EXERCISE: Whenever a line carries the word "yellow", pull it out of the entries.

Dataset entries:

*** Begin section ***

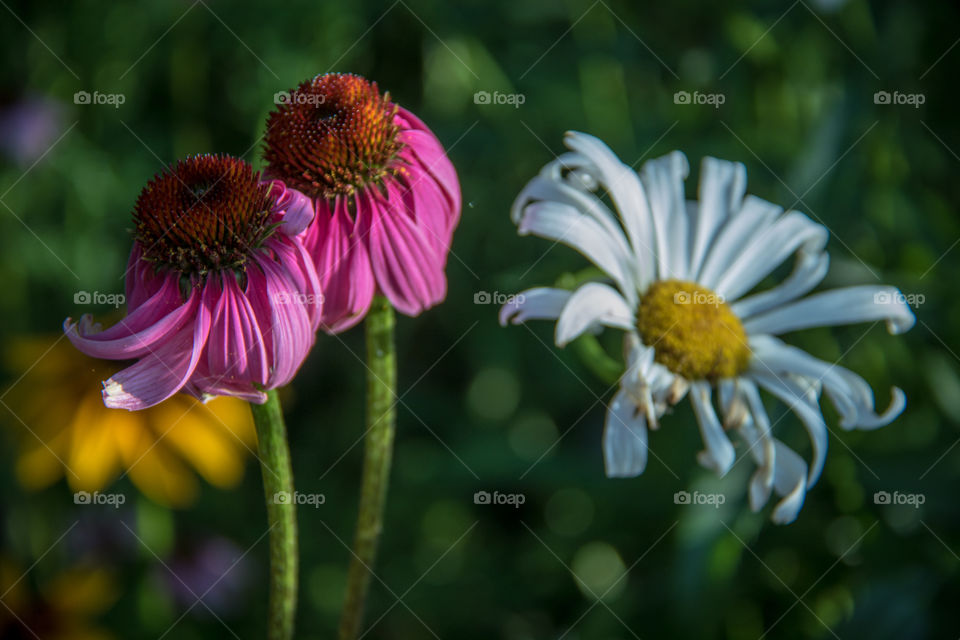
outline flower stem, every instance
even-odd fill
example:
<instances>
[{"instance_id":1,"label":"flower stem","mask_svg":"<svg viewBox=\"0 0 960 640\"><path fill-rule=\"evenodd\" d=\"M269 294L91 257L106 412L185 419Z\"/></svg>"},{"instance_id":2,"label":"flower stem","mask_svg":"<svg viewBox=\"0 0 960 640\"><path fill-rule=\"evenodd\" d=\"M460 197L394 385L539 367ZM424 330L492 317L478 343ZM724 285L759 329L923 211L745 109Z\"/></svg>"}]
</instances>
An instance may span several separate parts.
<instances>
[{"instance_id":1,"label":"flower stem","mask_svg":"<svg viewBox=\"0 0 960 640\"><path fill-rule=\"evenodd\" d=\"M347 573L347 595L340 618L340 640L354 640L363 622L377 540L383 529L383 508L390 482L393 435L396 431L397 355L394 349L393 307L377 296L367 314L367 433L363 478L353 557Z\"/></svg>"},{"instance_id":2,"label":"flower stem","mask_svg":"<svg viewBox=\"0 0 960 640\"><path fill-rule=\"evenodd\" d=\"M263 493L270 525L269 640L293 638L297 610L297 514L287 429L275 390L264 404L250 403L257 426Z\"/></svg>"}]
</instances>

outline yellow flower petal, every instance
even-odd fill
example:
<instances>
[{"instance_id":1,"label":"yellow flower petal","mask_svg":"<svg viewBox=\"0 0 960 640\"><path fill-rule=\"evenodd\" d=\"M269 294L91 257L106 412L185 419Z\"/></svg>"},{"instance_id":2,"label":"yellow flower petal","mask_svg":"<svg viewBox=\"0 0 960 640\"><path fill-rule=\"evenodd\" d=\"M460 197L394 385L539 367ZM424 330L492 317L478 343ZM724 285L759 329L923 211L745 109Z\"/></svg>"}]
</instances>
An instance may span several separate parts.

*** End section ***

OUTPUT OF THE TASK:
outline yellow flower petal, every instance
[{"instance_id":1,"label":"yellow flower petal","mask_svg":"<svg viewBox=\"0 0 960 640\"><path fill-rule=\"evenodd\" d=\"M269 294L91 257L106 412L185 419Z\"/></svg>"},{"instance_id":2,"label":"yellow flower petal","mask_svg":"<svg viewBox=\"0 0 960 640\"><path fill-rule=\"evenodd\" d=\"M460 197L394 385L539 367ZM424 330L492 317L478 343ZM724 285L759 329L923 211L745 109Z\"/></svg>"}]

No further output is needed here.